* **Exercise details**
Identify each line in the records below that contains the word "hillside", and copy it.
Exercise materials Block Start
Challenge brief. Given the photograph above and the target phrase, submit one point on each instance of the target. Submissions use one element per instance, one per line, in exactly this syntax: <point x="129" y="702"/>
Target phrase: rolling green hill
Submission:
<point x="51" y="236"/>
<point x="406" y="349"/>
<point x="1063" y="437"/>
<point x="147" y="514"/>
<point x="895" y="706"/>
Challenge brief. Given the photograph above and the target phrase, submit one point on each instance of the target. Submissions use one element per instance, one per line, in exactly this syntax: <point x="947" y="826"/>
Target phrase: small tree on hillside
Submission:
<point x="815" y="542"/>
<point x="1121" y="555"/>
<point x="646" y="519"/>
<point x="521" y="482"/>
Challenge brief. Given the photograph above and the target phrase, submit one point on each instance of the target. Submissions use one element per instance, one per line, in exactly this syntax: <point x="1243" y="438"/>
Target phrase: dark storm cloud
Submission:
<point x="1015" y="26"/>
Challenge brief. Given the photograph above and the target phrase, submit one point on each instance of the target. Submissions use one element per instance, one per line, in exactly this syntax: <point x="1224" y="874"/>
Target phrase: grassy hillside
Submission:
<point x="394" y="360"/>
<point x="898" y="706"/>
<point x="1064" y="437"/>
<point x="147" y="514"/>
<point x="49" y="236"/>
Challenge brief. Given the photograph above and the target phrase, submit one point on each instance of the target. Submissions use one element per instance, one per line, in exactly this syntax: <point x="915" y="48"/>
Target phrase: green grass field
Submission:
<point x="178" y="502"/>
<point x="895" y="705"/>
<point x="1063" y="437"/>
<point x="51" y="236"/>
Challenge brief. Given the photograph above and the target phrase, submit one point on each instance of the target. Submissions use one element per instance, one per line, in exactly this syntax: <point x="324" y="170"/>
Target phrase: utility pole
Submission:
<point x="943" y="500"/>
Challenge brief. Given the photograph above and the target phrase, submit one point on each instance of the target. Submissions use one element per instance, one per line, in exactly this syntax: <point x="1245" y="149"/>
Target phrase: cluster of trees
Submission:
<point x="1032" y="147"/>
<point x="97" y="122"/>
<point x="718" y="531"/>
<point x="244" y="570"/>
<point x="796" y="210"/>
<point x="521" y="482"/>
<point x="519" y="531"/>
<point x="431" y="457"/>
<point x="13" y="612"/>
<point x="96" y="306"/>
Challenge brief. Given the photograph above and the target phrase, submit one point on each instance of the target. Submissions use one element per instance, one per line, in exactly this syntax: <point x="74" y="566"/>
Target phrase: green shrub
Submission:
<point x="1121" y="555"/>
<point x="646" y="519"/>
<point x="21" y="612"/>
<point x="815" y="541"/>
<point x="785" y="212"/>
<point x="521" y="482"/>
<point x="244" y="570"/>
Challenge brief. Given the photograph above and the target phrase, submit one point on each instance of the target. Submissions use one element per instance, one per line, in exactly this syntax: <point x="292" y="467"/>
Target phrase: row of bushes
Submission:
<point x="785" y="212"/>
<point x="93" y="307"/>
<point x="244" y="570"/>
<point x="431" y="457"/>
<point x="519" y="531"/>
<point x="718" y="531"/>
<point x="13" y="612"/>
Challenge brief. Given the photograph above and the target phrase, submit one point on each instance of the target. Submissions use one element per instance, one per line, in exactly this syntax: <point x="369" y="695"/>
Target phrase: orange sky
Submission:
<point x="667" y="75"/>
Exercise materials Block End
* **Solution to the exercise**
Target phrase: small tree on hillside
Target phrase: grassy hillside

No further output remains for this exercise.